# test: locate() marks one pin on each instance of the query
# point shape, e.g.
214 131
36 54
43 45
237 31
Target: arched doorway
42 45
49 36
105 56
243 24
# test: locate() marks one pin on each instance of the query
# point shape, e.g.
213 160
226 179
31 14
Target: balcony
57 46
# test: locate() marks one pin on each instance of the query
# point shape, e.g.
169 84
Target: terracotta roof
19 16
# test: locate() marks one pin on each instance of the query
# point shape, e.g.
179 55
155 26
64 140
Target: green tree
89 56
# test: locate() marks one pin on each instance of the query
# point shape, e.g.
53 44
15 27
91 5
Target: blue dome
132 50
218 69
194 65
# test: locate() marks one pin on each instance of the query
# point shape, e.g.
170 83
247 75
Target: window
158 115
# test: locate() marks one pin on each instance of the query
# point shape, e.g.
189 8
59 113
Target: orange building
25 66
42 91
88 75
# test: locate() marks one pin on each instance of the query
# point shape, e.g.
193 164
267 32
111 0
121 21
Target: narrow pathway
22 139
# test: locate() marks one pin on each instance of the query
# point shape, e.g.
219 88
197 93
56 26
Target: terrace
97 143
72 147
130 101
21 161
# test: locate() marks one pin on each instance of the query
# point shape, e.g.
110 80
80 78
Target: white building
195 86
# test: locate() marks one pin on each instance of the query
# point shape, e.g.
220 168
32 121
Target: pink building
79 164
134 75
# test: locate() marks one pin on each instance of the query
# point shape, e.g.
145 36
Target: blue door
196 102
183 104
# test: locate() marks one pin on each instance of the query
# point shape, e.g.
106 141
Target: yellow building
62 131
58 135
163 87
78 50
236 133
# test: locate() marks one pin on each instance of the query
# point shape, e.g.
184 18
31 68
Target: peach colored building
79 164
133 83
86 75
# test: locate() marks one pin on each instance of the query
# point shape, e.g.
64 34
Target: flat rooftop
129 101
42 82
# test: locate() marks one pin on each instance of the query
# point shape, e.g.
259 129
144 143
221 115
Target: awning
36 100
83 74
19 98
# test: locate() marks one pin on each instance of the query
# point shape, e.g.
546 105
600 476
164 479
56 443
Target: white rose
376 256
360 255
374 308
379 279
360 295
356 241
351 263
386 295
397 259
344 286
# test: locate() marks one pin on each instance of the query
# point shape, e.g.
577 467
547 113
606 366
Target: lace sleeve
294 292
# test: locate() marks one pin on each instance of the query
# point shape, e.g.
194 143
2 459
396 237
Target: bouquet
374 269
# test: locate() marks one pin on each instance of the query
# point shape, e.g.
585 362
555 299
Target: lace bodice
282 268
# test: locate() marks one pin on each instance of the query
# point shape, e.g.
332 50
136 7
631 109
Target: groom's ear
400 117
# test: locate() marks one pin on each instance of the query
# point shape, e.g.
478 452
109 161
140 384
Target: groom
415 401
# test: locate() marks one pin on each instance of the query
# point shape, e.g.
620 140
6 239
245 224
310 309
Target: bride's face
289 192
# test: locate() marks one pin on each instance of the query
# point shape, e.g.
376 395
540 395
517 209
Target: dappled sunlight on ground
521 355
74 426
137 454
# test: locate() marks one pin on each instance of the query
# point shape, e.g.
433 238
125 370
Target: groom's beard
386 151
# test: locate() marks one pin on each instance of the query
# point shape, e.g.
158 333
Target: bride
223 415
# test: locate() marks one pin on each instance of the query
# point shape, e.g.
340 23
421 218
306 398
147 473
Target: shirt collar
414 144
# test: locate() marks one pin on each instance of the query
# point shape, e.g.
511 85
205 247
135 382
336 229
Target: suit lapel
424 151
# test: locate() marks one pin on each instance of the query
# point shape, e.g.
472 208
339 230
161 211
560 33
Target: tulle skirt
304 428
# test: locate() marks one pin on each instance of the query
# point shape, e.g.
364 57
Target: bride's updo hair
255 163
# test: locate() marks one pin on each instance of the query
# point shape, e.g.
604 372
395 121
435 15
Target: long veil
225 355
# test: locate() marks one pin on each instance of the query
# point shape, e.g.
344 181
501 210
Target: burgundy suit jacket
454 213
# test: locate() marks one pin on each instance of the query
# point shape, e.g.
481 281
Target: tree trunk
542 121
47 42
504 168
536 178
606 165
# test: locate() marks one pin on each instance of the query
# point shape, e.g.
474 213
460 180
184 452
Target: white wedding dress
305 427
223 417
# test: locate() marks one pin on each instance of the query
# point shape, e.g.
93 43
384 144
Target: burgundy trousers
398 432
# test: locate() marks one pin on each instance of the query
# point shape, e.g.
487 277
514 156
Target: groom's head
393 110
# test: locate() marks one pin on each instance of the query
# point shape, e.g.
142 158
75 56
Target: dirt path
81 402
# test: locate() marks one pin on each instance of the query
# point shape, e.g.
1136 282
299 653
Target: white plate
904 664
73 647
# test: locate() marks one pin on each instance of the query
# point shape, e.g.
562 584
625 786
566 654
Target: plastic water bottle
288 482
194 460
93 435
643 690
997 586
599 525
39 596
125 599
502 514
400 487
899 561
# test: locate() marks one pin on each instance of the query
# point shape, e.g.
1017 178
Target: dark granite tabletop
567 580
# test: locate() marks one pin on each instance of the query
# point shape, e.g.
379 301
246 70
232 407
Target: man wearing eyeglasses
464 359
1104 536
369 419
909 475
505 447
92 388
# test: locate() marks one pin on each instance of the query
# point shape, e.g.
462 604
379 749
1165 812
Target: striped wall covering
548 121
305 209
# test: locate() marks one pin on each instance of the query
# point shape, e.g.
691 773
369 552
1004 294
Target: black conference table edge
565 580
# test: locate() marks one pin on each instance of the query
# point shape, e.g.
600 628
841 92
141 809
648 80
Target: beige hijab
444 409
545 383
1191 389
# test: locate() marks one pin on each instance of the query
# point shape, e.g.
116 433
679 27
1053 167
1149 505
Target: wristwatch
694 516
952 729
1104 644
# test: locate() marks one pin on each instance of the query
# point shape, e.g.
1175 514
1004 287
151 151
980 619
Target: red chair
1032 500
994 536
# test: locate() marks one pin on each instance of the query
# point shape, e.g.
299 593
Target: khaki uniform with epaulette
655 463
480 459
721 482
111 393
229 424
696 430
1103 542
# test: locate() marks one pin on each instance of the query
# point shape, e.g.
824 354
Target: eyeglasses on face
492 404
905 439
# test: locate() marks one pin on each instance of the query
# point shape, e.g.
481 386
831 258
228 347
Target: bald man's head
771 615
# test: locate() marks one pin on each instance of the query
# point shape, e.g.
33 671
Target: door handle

What you need to do:
Exact transcription of the listing is needed, with no line left out.

Written reply:
# test: locate() marks one pin on each instance of the query
# point shape, e.g.
214 131
36 54
43 45
237 31
Target: arched doorway
42 45
49 36
105 56
243 24
# test: locate() marks one pin on each instance of the query
# point shape, e.g.
213 160
226 179
31 14
Target: balcony
57 46
# test: locate() marks one pin on each instance of the query
# point shape, e.g.
169 84
Target: terracotta roof
19 16
# test: locate() marks one pin on each instance of the query
# point shape, e.g.
179 55
155 26
64 140
Target: green tree
89 56
# test: locate() marks one pin on each instance of the query
# point shape, e.g.
53 44
15 27
91 5
Target: blue dome
132 50
218 69
194 65
# test: locate() marks one pin on each instance of the query
# point shape, e.g.
170 83
247 75
Target: window
158 115
# test: locate() marks one pin on each instance of the query
# point shape, e.g.
189 8
59 113
Target: orange building
25 66
42 91
88 75
# test: locate() marks one pin on each instance of the query
# point shape, e.g.
193 164
267 32
111 0
121 21
Target: narrow pathway
22 139
# test: locate() marks one pin on each instance of the query
# point shape, e.g.
219 88
197 93
56 26
Target: terrace
97 143
72 147
130 101
21 161
# test: locate() marks one pin on each instance of the query
# point shape, e.g.
110 80
80 78
Target: white building
195 86
# test: locate() marks one pin on each instance of the query
# point shape, e.g.
220 168
32 121
Target: pink building
79 164
134 75
# test: locate() marks one pin on each instance of the query
# point shape, e.g.
145 36
Target: blue door
196 102
183 104
# test: locate() marks one pin on each instance of the query
# point shape, e.g.
106 141
Target: yellow building
62 131
58 135
163 87
78 50
236 133
# test: locate() marks one pin on each instance of the query
# point shape, e.g.
184 18
31 68
Target: peach colored building
79 164
133 83
86 75
# test: locate() marks one pin on each instance of the query
# point shape, e.g.
64 34
Target: flat rooftop
129 101
42 82
# test: locate() marks one pin on each instance of the query
# point shape, e.g.
259 129
144 143
221 115
Target: awning
36 100
83 74
19 98
# test: locate() marks one pin on each instance of the query
# point shape, e.g.
546 105
600 476
164 479
56 443
Target: white rose
376 256
360 255
374 308
379 279
360 295
356 241
351 263
386 295
397 259
344 286
# test: locate() marks one pin on each instance of the query
# point shape, e.g.
577 467
547 113
606 366
Target: lace sleeve
294 292
# test: locate() marks one pin on each instance of the query
# point shape, e.g.
194 143
2 459
396 237
Target: bouquet
374 269
# test: locate() marks one pin on each instance of the query
# point shape, e.g.
585 362
555 299
Target: lace bodice
282 268
# test: locate() marks one pin on each instance of the query
# point shape, e.g.
332 50
136 7
631 109
Target: groom's ear
400 117
# test: locate() marks one pin on each instance of the query
# point shape, e.g.
478 452
109 161
140 384
Target: groom
415 401
# test: locate() marks one pin on each instance of the query
# point shape, e.g.
620 140
6 239
245 224
310 309
Target: bride's face
289 192
# test: locate() marks one pin on each instance of the query
# point shape, e.g.
376 395
540 395
517 209
Target: dappled sunlight on ground
521 355
74 426
137 454
# test: locate() marks one pin on each instance of the query
# point shape, e.g.
433 238
125 370
Target: groom's beard
386 151
# test: locate() marks one pin on each instance of the query
# point shape, e.g.
158 333
Target: bride
223 415
# test: locate() marks one pin on each instance of the query
# point shape, e.g.
340 23
421 218
306 398
147 473
Target: shirt collar
414 144
# test: locate() marks one pin on each instance of the query
# point shape, e.g.
511 85
205 247
135 382
336 229
Target: suit lapel
424 151
# test: locate() marks one pin on each instance of the query
# point shape, e.g.
472 208
339 230
161 211
560 33
Target: tulle skirt
304 428
# test: locate() marks one pin on each instance of the query
# point shape, e.g.
364 57
Target: bride's updo hair
255 163
# test: locate() marks one pin on each instance of the query
# point shape, e.g.
604 372
395 121
435 15
Target: long veil
225 355
# test: locate() marks one pin on each instance of the query
# point shape, e.g.
344 181
501 210
Target: burgundy suit jacket
454 213
# test: locate() marks one pin on each instance of the query
# point shape, e.g.
481 281
Target: tree trunk
542 121
47 42
504 168
536 178
606 165
# test: locate() marks one pin on each instance of the query
# point shape, e.g.
474 213
460 180
184 452
Target: white wedding dress
305 427
223 417
# test: locate() marks one pin on each instance of the query
# point shape, e.g.
93 43
384 144
Target: burgundy trousers
398 432
# test: locate() marks one pin on each instance of the query
# point shape, e.g.
487 277
514 156
Target: groom's head
393 110
# test: locate() marks one pin on each instance of the query
# point shape, e.g.
142 158
75 56
Target: dirt path
81 402
# test: locate() marks one pin on each instance of the query
# point shape, e.g.
1136 282
299 653
Target: white plate
904 664
73 647
# test: locate() marks one pin on each instance of the query
# point shape, e.g.
562 584
625 786
566 654
Target: plastic water bottle
288 482
194 460
93 435
643 690
997 586
599 525
39 596
125 599
502 514
400 487
899 561
# test: locate() marks one pin on each instance of the query
# point shape, e.g.
1017 178
Target: dark granite tabletop
567 580
# test: locate() marks one pin on each instance of the query
# point shape, e.g.
379 301
246 70
232 407
Target: man wearing eyeglasses
464 359
1104 536
369 419
909 475
505 447
92 388
# test: locate() marks one pin on each instance of the query
# point shape, e.g.
462 604
379 749
1165 812
Target: striped wall covering
548 121
305 209
# test: locate() marks one pin on each instance of the query
# point shape, e.g.
691 773
369 552
1004 294
Target: black conference table edge
565 580
# test: locate() marks one pin on each instance of the query
# point shape, e.g.
600 628
841 92
141 809
648 80
Target: beige hijab
444 409
545 383
1191 389
# test: locate() marks one pin on each instance of the query
# point shape, e.g.
116 433
679 27
1053 167
1149 505
Target: wristwatch
694 516
952 729
1104 644
# test: locate() marks one pin on each instance of the query
# point shape, e.g.
1175 514
1004 287
151 151
980 619
Target: red chair
1032 500
994 536
# test: locate() marks one pin on each instance of the query
# point shape, e.g.
299 593
Target: khaki uniform with epaulette
655 463
480 459
721 482
111 393
229 424
696 430
1103 542
# test: locate() marks one pin on each instance of the query
# point shape, e.g.
824 354
Target: eyeglasses on face
492 404
905 439
# test: locate() marks one pin on each instance of the query
# point shape, e.g.
481 386
831 258
228 347
Target: bald man's head
771 615
# test: locate() marks one pin on each instance of the query
# point shape, e.g.
33 671
Target: door handle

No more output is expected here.